**Exercise set**
A. Reproduce the passage of the table parser thread from "[1/10] from: greggirwin::starband::net" up to and including "what you think.", character for character.
B. Extend the table parser thread onward from its final line.

**Source extract**
## Start

Not-too-smart Table Parser (was: how to handle tables?)
[1/10] from: greggirwin::starband::net at: 23-Sep-2001 13:05
Hi Joel,
OK, it's a quick hack and fatally flawed in at least one respect, but
please take a look at it and let me know what you think.
--Gregg
REBOL [
notes: {
Joel Neely:
OTOH, if you really want to be consistent with the philosophy
of letting the human type for human consumption and requiring
the formatting program to figure out what was meant, I'd love
to see some code that can handle the following (exactly as it
appears below, of course). Back in the day, I spent quite a
bit of time trying to come up with a bit of AI that could take
a flat file or printout image such as the following and infer
where the columns were intended, whether each column was to be
left-justfied, right-justified, or centered, and what type of
data should appear in each. It's non-trivial IMHO, but YMMV.
Emp# First Name Last Name Nickname Pager Nr Phone Number
==== ===== ==== ==== ====== ======== ===== == ===== ======
12 Johannes Doe Jake 888-1001 555-1212
3456 Ferdinando Quattlebaum Ferdy 800-555-1214
234 Betty Sue Doaks 555-1213
4567 Sue Ellen Van Der Lin 888-1002 888-555-1215
Assume no leading space or trim all leading space
Iterate over the first row
if you hit a space
drop down through that column
if you hit a non-space
not a column delimiter
if you get to the bottom, and it's all spaces
it's *probably* a column delimiter
mark column
You could do the same kind of thing for proportional fonts
using pixel offsets in place of character offsets.
}
]
; 5 16 28 37 43 46 52
data: [
{Emp# First Name Last Name Nickname Pager Nr Phone Number}
{==== ===== ==== ==== ====== ======== ===== == ===== ======}
{ 12 Johannes Doe Jake 888-1001 555-1212}
{3456 Ferdinando Quattlebaum Ferdy 800-555-1214}
{ 234 Betty Sue Doaks 555-1213}
{4567 Sue Ellen Van Der Lin 888-1002 888-555-1215}
]
mid: func [s start len][return copy/part at s start len]
longest?: func [items /local item result] [
result: 0
foreach item items [
result: max result length? item
]
return result
]
find-columns: func [tbl-data /local i j ch ch2 found-col? result tmp-cols] [
result: make block! 10
tmp-cols: make block! length? tbl-data/1
for i 1 length? tbl-data/1 1 [
ch: pick tbl-data/1 i
if any [(ch = #" ") (ch = #"^-")] [append tmp-cols i]
]
foreach i tmp-cols [
found-col?: true
foreach row next tbl-data [
ch: pick row i
if all [(ch <> #" ") (ch <> #"^-")] [
found-col?: false
break
]
]
if found-col? [
append result i
]
]
return result
]
build-col: func [tbl-data start end /local row result] [
result: make block! length? tbl-data
foreach row tbl-data [
append result trim mid row start (end - start + 1)
]
return result
]
split-to-cols: func [tbl-data /local col-offsets result] [
col-offsets: find-columns tbl-data
insert head col-offsets 0
append col-offsets longest? tbl-data
result: make block! (length? col-offsets) - 1
for i 1 ((length? col-offsets) - 1) 1 [
append/only result build-col tbl-data ((pick col-offsets i) + 1)
pick col-offsets (i + 1)
]
return result
]
build-row: func [row-data col-offsets /local start end result] [
result: make block! length? col-offsets
for i 1 ((length? col-offsets) - 1) 1 [
start: (pick col-offsets i) + 1
end: pick col-offsets (i + 1)

## End

**Dataset entries**
## Start

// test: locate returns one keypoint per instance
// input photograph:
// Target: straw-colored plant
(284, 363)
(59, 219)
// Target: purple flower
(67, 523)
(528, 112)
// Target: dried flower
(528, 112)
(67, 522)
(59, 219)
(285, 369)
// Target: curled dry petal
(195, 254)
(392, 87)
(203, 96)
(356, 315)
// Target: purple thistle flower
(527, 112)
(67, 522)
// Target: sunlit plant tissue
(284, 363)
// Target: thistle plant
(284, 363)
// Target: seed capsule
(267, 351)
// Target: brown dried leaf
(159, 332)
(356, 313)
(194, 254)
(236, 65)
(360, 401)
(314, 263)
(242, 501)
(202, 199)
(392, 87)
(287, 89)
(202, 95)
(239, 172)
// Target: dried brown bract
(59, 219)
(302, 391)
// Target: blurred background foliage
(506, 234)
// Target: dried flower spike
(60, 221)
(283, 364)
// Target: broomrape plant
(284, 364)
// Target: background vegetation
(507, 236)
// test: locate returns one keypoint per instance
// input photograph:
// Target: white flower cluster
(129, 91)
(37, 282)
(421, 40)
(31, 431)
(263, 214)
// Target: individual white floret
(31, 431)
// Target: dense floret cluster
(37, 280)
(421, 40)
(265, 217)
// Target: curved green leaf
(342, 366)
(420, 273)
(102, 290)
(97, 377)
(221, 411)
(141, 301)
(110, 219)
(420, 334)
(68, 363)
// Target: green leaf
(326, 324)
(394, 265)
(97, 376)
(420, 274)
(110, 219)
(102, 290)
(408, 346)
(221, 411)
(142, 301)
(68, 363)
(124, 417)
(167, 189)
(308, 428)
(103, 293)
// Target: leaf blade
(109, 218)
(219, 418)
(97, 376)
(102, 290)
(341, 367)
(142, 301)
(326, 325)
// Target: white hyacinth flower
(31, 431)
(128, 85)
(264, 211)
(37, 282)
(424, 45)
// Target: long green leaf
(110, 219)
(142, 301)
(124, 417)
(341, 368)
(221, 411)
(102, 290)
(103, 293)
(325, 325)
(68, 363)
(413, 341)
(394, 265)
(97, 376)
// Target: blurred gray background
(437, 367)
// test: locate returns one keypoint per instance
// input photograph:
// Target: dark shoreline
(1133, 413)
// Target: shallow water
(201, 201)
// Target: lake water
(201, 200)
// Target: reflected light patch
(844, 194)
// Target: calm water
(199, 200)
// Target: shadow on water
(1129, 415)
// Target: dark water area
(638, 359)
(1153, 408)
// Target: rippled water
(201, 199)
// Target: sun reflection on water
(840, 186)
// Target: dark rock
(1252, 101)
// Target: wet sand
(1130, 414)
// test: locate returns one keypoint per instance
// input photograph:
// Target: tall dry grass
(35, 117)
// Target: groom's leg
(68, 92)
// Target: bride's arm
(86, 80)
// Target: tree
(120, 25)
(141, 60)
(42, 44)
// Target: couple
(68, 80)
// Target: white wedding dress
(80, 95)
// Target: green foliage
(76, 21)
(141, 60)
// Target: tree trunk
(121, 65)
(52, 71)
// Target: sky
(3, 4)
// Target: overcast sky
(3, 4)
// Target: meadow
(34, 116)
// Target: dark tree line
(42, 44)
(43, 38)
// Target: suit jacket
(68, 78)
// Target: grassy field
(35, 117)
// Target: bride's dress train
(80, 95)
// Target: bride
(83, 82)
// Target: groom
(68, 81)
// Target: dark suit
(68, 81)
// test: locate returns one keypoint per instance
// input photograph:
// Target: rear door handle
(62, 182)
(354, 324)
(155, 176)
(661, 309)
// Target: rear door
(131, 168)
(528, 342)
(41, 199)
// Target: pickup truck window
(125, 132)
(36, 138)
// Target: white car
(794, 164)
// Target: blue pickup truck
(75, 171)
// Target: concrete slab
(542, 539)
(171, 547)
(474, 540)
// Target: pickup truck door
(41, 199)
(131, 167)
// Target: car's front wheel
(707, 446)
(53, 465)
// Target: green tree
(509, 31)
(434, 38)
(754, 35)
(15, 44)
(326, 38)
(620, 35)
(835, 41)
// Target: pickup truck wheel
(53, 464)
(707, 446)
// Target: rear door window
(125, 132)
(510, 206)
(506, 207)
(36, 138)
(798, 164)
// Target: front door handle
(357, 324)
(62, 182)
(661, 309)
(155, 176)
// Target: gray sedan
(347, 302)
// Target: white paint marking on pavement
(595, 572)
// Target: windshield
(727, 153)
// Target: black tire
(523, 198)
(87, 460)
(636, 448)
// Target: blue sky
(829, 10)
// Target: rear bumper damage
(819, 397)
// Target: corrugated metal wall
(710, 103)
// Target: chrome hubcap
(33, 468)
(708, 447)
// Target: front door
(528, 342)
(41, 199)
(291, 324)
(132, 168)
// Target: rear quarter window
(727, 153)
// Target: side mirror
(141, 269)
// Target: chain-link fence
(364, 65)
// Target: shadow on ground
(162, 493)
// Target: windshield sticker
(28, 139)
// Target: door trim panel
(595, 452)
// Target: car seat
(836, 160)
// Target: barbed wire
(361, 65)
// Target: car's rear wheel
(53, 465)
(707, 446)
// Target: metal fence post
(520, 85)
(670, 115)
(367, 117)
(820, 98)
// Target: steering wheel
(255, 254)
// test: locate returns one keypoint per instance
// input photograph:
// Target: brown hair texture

## End

**Solved problems**
A.
[1/10] from: greggirwin::starband::net at: 23-Sep-2001 13:05
Hi Joel,
OK, it's a quick hack and fatally flawed in at least one respect, but
please take a look at it and let me know what you think.

B.
append result trim mid row-data start (end - start + 1)
]
return result
]
split-to-rows: func [tbl-data /local col-offsets result] [
col-offsets: find-columns tbl-data
insert head col-offsets 0
append col-offsets longest? tbl-data
result: make block! (length? col-offsets) - 1
foreach row tbl-data [
append/only result build-row to-string row col-offsets
]
return result
]
;print ["Column Offsets:" find-columns data]
;print ["Longest Item:" longest? data]
;print mold build-col data 1 5
;print mold build-col data 6 16
;print mold split-to-cols data
;print mold build-row to-string data/1 find-columns data
;print mold split-to-rows data
foreach row split-to-rows data [print mold row]
halt
[2/10] from: meekerdb:rain at: 23-Sep-2001 0:37
On 23-Sep-01, Gregg Irwin wrote:
> Hi Joel,
> OK, it's a quick hack and fatally flawed in at least one respect, but
<<quoted lines omitted: 29>>
> You could do the same kind of thing for proportional fonts
> using pixel offsets in place of character offsets.
I'm no Rebol programmer and I don't know an 'AI' solution, but when I
work with tables like this I read the table header line(s) first and
then parse by position according to the column headings - which is
pretty close to how people do it. Notice in your example above I've
inserted a few additional "=" so as to make the headings unambiguous.
Then they can be used to parse the lines of the table.
Brent Meeker
There are two ways to write error-free programs.
Only the third one works.
[3/10] from: sanghabum:aol at: 23-Sep-2001 17:47
[meekerdb--rain--org] writes
> There are two ways to write error-free programs.
> Only the third one works.
Hi Brent,
Your sig reminded me of a quote from Tony Hoare (The devisor of the language
occam):
One way (of designing software) is to make it so simple that there are
obviously no deficiencies and the other way is to make it so complicated that
there are no obvious deficiencies.
And that reminded me of an ancient Datamation article by Tony Karp on the
philosophy behind the Baggage language.
The designers of Babbage have chosen a third alternative - a language that
has only obvious deficiencies.... None of Babbage is defined except its
extensibility - each user must define his own version. To end the debate of
large languages versus small, Babbage allows each user to make the language
any size he wants. Babbage is the ideal language for the
me" generation."
The original article is freely available on the web at
www.tlc-systems.com/babbage.htm
I'm sure you'll agree that it's a valuable contribution to the language
design debate.
--Colin.
[4/10] from: meekerdb:rain at: 23-Sep-2001 3:23
Thanks, Colin. I've added a couple of quotes to my collection.
Brent
On 23-Sep-01, [Sanghabum--aol--com] wrote:
[5/10] from: joel:neely:fedex at: 23-Sep-2001 22:58
Hi, Colin,
[Sanghabum--aol--com] wrote:
> [meekerdb--rain--org] writes
> > There are two ways to write error-free programs.
<<quoted lines omitted: 4>>
> obviously no deficiencies and the other way is to make it so complicated that
> there are no obvious deficiencies."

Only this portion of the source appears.